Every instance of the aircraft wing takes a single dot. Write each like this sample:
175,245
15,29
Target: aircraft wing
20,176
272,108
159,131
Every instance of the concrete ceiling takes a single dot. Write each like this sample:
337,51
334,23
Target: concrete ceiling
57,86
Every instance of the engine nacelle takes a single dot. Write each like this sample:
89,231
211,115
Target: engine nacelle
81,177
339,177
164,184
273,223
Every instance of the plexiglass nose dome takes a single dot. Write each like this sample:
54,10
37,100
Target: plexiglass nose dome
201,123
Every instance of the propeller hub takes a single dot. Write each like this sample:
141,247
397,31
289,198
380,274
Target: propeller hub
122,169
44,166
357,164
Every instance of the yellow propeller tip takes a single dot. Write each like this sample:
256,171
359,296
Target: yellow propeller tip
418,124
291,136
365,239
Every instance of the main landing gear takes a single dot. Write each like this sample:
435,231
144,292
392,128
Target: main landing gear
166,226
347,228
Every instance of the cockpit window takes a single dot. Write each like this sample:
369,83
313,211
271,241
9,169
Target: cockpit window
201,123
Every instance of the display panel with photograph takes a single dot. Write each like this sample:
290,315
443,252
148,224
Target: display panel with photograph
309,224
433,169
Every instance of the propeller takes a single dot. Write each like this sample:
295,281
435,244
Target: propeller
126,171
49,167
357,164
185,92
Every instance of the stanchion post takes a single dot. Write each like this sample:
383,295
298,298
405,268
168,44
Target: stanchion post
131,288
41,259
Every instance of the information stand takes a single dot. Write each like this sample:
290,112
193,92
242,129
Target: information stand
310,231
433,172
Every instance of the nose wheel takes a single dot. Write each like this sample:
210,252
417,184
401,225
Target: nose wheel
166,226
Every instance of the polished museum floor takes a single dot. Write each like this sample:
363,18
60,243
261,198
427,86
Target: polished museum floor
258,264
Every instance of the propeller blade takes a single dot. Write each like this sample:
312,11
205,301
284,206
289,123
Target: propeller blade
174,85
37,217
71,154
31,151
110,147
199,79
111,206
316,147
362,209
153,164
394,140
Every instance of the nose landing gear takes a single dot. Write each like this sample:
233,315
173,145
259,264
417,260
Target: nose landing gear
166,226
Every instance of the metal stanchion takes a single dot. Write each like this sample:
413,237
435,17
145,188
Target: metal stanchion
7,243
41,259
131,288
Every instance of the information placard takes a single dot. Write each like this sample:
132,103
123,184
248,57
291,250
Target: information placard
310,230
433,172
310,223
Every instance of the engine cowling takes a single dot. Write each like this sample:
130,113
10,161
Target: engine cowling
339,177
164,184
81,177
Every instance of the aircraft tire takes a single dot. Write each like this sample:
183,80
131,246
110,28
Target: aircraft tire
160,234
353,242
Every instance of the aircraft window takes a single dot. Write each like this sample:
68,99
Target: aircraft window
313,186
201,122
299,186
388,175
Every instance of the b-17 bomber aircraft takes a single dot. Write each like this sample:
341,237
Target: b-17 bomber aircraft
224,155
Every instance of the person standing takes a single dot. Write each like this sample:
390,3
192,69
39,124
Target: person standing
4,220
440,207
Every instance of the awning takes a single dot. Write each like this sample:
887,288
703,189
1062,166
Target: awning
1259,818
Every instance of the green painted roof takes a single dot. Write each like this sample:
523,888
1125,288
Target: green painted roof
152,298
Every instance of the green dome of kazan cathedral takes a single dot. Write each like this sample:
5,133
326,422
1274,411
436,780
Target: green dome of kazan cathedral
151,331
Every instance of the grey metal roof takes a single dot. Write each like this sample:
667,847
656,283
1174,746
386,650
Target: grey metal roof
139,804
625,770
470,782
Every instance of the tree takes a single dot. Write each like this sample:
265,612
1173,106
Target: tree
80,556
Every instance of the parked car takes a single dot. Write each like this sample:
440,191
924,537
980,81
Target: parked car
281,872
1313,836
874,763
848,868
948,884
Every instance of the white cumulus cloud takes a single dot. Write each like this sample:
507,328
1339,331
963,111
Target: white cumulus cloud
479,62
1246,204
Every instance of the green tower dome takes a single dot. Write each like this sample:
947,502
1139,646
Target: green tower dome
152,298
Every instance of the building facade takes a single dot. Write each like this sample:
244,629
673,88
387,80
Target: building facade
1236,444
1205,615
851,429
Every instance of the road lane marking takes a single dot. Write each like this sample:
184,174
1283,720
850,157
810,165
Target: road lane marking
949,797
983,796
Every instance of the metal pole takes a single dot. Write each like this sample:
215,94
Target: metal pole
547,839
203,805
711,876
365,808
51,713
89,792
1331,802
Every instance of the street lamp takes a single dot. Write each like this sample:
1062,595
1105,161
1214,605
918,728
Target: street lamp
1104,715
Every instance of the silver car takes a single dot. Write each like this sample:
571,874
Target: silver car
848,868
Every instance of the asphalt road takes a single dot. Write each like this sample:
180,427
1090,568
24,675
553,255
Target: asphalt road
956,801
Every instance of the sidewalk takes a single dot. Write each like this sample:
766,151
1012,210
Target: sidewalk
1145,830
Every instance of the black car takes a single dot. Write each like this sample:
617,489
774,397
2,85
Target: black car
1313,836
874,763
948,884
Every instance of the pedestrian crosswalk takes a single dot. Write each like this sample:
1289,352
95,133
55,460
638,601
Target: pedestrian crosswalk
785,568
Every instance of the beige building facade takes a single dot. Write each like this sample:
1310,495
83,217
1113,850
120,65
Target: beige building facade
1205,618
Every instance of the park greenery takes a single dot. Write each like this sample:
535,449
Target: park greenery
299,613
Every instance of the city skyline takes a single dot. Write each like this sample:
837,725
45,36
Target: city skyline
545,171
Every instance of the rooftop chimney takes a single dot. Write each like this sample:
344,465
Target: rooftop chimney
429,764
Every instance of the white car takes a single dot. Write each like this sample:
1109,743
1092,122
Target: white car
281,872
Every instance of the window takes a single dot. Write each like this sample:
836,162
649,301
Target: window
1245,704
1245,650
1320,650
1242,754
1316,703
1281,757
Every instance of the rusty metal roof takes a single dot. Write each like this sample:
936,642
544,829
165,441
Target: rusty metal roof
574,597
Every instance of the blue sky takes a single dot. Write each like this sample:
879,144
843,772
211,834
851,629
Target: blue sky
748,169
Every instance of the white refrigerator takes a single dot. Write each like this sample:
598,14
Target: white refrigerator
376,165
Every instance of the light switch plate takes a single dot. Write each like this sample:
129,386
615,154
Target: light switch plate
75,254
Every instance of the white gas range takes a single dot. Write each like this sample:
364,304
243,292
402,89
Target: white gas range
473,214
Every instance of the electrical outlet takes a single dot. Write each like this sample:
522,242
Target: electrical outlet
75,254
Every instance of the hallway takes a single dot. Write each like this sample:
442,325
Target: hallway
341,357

○ ○ ○ ○ ○

What the task requires: Put each line of the listing above into a Markdown table with two columns, Row and Line. Number the rows in order and leave out any blank lines.

Complete response:
| Row | Line |
|---|---|
| 1 | Every instance of the aircraft wing takes a single dot. Write each like this sample: |
| 2 | 175,245 |
| 3 | 15,29 |
| 4 | Target: aircraft wing |
| 5 | 20,176 |
| 6 | 272,108 |
| 7 | 159,131 |
| 8 | Every instance of the concrete ceiling takes a single dot. Write each like this sample: |
| 9 | 337,51 |
| 10 | 334,23 |
| 11 | Target: concrete ceiling |
| 12 | 57,86 |
| 13 | Every instance of the engine nacelle takes a single dot. Write each like this sample: |
| 14 | 89,231 |
| 15 | 211,115 |
| 16 | Target: engine nacelle |
| 17 | 81,177 |
| 18 | 339,177 |
| 19 | 164,184 |
| 20 | 273,223 |
| 21 | Every instance of the plexiglass nose dome takes a single dot. Write each like this sample: |
| 22 | 54,10 |
| 23 | 37,100 |
| 24 | Target: plexiglass nose dome |
| 25 | 201,123 |
| 26 | Every instance of the propeller hub takes a single dot. Write each like this sample: |
| 27 | 141,247 |
| 28 | 397,31 |
| 29 | 289,198 |
| 30 | 380,274 |
| 31 | Target: propeller hub |
| 32 | 122,169 |
| 33 | 44,166 |
| 34 | 357,164 |
| 35 | Every instance of the yellow propeller tip takes a single dot. Write each like this sample: |
| 36 | 256,171 |
| 37 | 359,296 |
| 38 | Target: yellow propeller tip |
| 39 | 418,124 |
| 40 | 291,136 |
| 41 | 365,239 |
| 42 | Every instance of the main landing gear takes a single dot. Write each like this sample: |
| 43 | 435,231 |
| 44 | 144,292 |
| 45 | 392,128 |
| 46 | Target: main landing gear |
| 47 | 166,226 |
| 48 | 347,228 |
| 49 | Every instance of the cockpit window takes a single dot. Write each like this sample: |
| 50 | 369,83 |
| 51 | 313,211 |
| 52 | 271,241 |
| 53 | 9,169 |
| 54 | Target: cockpit window |
| 55 | 201,123 |
| 56 | Every instance of the display panel with photograph takes a single dot. Write each like this sample: |
| 57 | 290,315 |
| 58 | 443,252 |
| 59 | 148,224 |
| 60 | Target: display panel with photograph |
| 61 | 309,224 |
| 62 | 433,169 |
| 63 | Every instance of the propeller takes a single dot. Write each like this sample: |
| 64 | 295,281 |
| 65 | 435,244 |
| 66 | Target: propeller |
| 67 | 126,171 |
| 68 | 49,167 |
| 69 | 357,164 |
| 70 | 185,92 |
| 71 | Every instance of the stanchion post takes a single dot. Write each like this sample: |
| 72 | 383,295 |
| 73 | 298,298 |
| 74 | 405,268 |
| 75 | 168,44 |
| 76 | Target: stanchion post |
| 77 | 131,288 |
| 78 | 41,259 |
| 79 | Every instance of the information stand takes a single dot. Write each like this sample: |
| 80 | 290,112 |
| 81 | 193,92 |
| 82 | 242,129 |
| 83 | Target: information stand |
| 84 | 310,231 |
| 85 | 433,172 |
| 86 | Every instance of the nose wheel takes a single dot. Write each like this sample: |
| 87 | 210,252 |
| 88 | 417,184 |
| 89 | 401,225 |
| 90 | Target: nose wheel |
| 91 | 166,226 |
| 92 | Every instance of the polished museum floor takes a single dot. Write each like this sample: |
| 93 | 363,18 |
| 94 | 60,243 |
| 95 | 261,198 |
| 96 | 427,86 |
| 97 | Target: polished museum floor |
| 98 | 258,264 |
| 99 | Every instance of the propeller blade takes a single dot. Write each like this sample: |
| 100 | 312,11 |
| 101 | 205,301 |
| 102 | 284,206 |
| 103 | 289,123 |
| 104 | Target: propeller blade |
| 105 | 174,85 |
| 106 | 37,217 |
| 107 | 71,154 |
| 108 | 31,151 |
| 109 | 110,147 |
| 110 | 199,79 |
| 111 | 111,206 |
| 112 | 316,147 |
| 113 | 362,209 |
| 114 | 153,164 |
| 115 | 394,140 |
| 116 | Every instance of the nose landing gear takes a single dot. Write each like this sample: |
| 117 | 233,315 |
| 118 | 173,145 |
| 119 | 259,264 |
| 120 | 417,260 |
| 121 | Target: nose landing gear |
| 122 | 166,226 |
| 123 | Every instance of the metal stanchion takes a single dot. Write each like this sample: |
| 124 | 413,237 |
| 125 | 435,17 |
| 126 | 145,188 |
| 127 | Target: metal stanchion |
| 128 | 7,243 |
| 129 | 41,259 |
| 130 | 131,288 |
| 131 | Every instance of the information placard takes a single dot. Write each like this sample: |
| 132 | 132,103 |
| 133 | 123,184 |
| 134 | 248,57 |
| 135 | 291,250 |
| 136 | Target: information placard |
| 137 | 310,230 |
| 138 | 433,172 |
| 139 | 310,223 |
| 140 | Every instance of the engine cowling takes a single dot. Write each like this sample: |
| 141 | 130,113 |
| 142 | 10,161 |
| 143 | Target: engine cowling |
| 144 | 339,177 |
| 145 | 164,184 |
| 146 | 81,177 |
| 147 | Every instance of the aircraft tire takes a single dot. Write each like this sample: |
| 148 | 183,80 |
| 149 | 131,246 |
| 150 | 110,28 |
| 151 | Target: aircraft tire |
| 152 | 160,234 |
| 153 | 353,242 |
| 154 | Every instance of the aircraft window takes a single dot. Write each like this sample: |
| 155 | 68,99 |
| 156 | Target: aircraft window |
| 157 | 313,186 |
| 158 | 201,122 |
| 159 | 299,186 |
| 160 | 388,175 |
| 161 | Every instance of the b-17 bomber aircraft takes a single dot. Write each like this sample: |
| 162 | 341,237 |
| 163 | Target: b-17 bomber aircraft |
| 164 | 224,155 |
| 165 | Every instance of the person standing takes a single dot. Write each like this sample: |
| 166 | 390,3 |
| 167 | 192,69 |
| 168 | 39,124 |
| 169 | Target: person standing |
| 170 | 4,220 |
| 171 | 440,207 |
| 172 | Every instance of the awning takes a single dot. Write each like this sample: |
| 173 | 887,288 |
| 174 | 703,189 |
| 175 | 1062,166 |
| 176 | Target: awning |
| 177 | 1259,818 |
| 178 | Every instance of the green painted roof takes a single dot. Write each like this sample: |
| 179 | 523,888 |
| 180 | 1125,288 |
| 181 | Target: green painted roof |
| 182 | 152,298 |
| 183 | Every instance of the green dome of kazan cathedral takes a single dot. Write each like this sample: |
| 184 | 5,133 |
| 185 | 326,422 |
| 186 | 1274,411 |
| 187 | 436,780 |
| 188 | Target: green dome of kazan cathedral |
| 189 | 151,331 |
| 190 | Every instance of the grey metal roof takes a single dot. Write each like this sample: |
| 191 | 667,847 |
| 192 | 656,283 |
| 193 | 1174,746 |
| 194 | 386,650 |
| 195 | Target: grey metal roof |
| 196 | 139,804 |
| 197 | 625,770 |
| 198 | 470,782 |
| 199 | Every instance of the tree takes a single dot. Write each like this sample: |
| 200 | 265,612 |
| 201 | 1173,106 |
| 202 | Target: tree |
| 203 | 80,556 |
| 204 | Every instance of the parked car takes a single dot. Write each like this sample: |
| 205 | 440,191 |
| 206 | 924,537 |
| 207 | 980,81 |
| 208 | Target: parked car |
| 209 | 281,872 |
| 210 | 1313,836 |
| 211 | 874,763 |
| 212 | 848,868 |
| 213 | 948,884 |
| 214 | Every instance of the white cumulus cloud takes a single dot. Write each like this sample: |
| 215 | 507,328 |
| 216 | 1339,331 |
| 217 | 963,111 |
| 218 | Target: white cumulus cloud |
| 219 | 479,62 |
| 220 | 1246,204 |
| 221 | Every instance of the green tower dome takes a single dot. Write each like this sample: |
| 222 | 947,502 |
| 223 | 1139,646 |
| 224 | Target: green tower dome |
| 225 | 152,298 |
| 226 | Every instance of the building facade takes a single dot. Write each like this sample: |
| 227 | 244,629 |
| 228 | 673,88 |
| 229 | 387,80 |
| 230 | Target: building facade |
| 231 | 1236,444 |
| 232 | 1205,615 |
| 233 | 851,429 |
| 234 | Every instance of the road lane marking takes a single dot. Write each like this sample: |
| 235 | 184,174 |
| 236 | 1283,720 |
| 237 | 850,157 |
| 238 | 810,165 |
| 239 | Target: road lane marking |
| 240 | 949,797 |
| 241 | 983,796 |
| 242 | Every instance of the metal pole takes a single dot. Write each like this sample: |
| 243 | 215,94 |
| 244 | Target: metal pole |
| 245 | 547,839 |
| 246 | 203,805 |
| 247 | 711,876 |
| 248 | 365,808 |
| 249 | 51,713 |
| 250 | 89,792 |
| 251 | 1331,802 |
| 252 | Every instance of the street lamp takes a single dot. Write each like this sample: |
| 253 | 1062,595 |
| 254 | 1105,161 |
| 255 | 1214,605 |
| 256 | 918,728 |
| 257 | Target: street lamp |
| 258 | 1104,715 |
| 259 | Every instance of the silver car takes a single dot. Write each like this sample: |
| 260 | 571,874 |
| 261 | Target: silver car |
| 262 | 848,868 |
| 263 | Every instance of the asphalt road takes a single dot. Write each like this sample: |
| 264 | 180,427 |
| 265 | 1090,568 |
| 266 | 24,675 |
| 267 | 553,255 |
| 268 | Target: asphalt road |
| 269 | 956,801 |
| 270 | Every instance of the sidewalk takes a single dot. Write each like this sample: |
| 271 | 766,151 |
| 272 | 1012,210 |
| 273 | Target: sidewalk |
| 274 | 1145,830 |
| 275 | Every instance of the black car takes a single dot. Write each like this sample: |
| 276 | 617,489 |
| 277 | 774,397 |
| 278 | 2,85 |
| 279 | Target: black car |
| 280 | 1313,836 |
| 281 | 874,763 |
| 282 | 948,884 |
| 283 | Every instance of the pedestrian crosswalk takes a single dot. Write each like this sample: |
| 284 | 1289,352 |
| 285 | 95,133 |
| 286 | 55,460 |
| 287 | 638,601 |
| 288 | Target: pedestrian crosswalk |
| 289 | 785,568 |
| 290 | Every instance of the beige building facade takes a single dot. Write each like this sample: |
| 291 | 1310,495 |
| 292 | 83,217 |
| 293 | 1113,850 |
| 294 | 120,65 |
| 295 | Target: beige building facade |
| 296 | 1205,618 |
| 297 | Every instance of the park greenery takes a single dot. Write each like this sample: |
| 298 | 535,449 |
| 299 | Target: park greenery |
| 300 | 299,613 |
| 301 | Every instance of the city skyline takes a single dot. Write each like this sample: |
| 302 | 837,725 |
| 303 | 45,36 |
| 304 | Target: city skyline |
| 305 | 545,171 |
| 306 | Every instance of the rooftop chimney takes a single dot. Write each like this sample: |
| 307 | 344,465 |
| 308 | Target: rooftop chimney |
| 309 | 429,764 |
| 310 | Every instance of the white car takes a single dot. Write each like this sample: |
| 311 | 1109,743 |
| 312 | 1092,122 |
| 313 | Target: white car |
| 314 | 281,872 |
| 315 | Every instance of the window takes a single dot. Write each like this sample: |
| 316 | 836,162 |
| 317 | 649,301 |
| 318 | Target: window |
| 319 | 1245,704 |
| 320 | 1245,650 |
| 321 | 1320,650 |
| 322 | 1242,754 |
| 323 | 1316,703 |
| 324 | 1281,757 |
| 325 | Every instance of the rusty metal roof takes a single dot. Write each like this sample: |
| 326 | 936,642 |
| 327 | 544,829 |
| 328 | 165,441 |
| 329 | Target: rusty metal roof |
| 330 | 574,597 |
| 331 | Every instance of the blue sky takes a single dot. Write each like this sample: |
| 332 | 879,144 |
| 333 | 843,772 |
| 334 | 211,834 |
| 335 | 851,629 |
| 336 | Target: blue sky |
| 337 | 748,169 |
| 338 | Every instance of the white refrigerator takes a single dot. Write each like this sample: |
| 339 | 598,14 |
| 340 | Target: white refrigerator |
| 341 | 376,165 |
| 342 | Every instance of the light switch plate takes a single dot. Write each like this sample: |
| 343 | 129,386 |
| 344 | 615,154 |
| 345 | Target: light switch plate |
| 346 | 75,254 |
| 347 | Every instance of the white gas range takes a single dot. Write each like this sample: |
| 348 | 364,304 |
| 349 | 243,292 |
| 350 | 402,89 |
| 351 | Target: white gas range |
| 352 | 473,214 |
| 353 | Every instance of the electrical outlet takes a single dot. Write each like this sample: |
| 354 | 522,242 |
| 355 | Target: electrical outlet |
| 356 | 75,254 |
| 357 | Every instance of the hallway takes a single dot. Write each like this sample: |
| 358 | 442,325 |
| 359 | Target: hallway |
| 360 | 341,357 |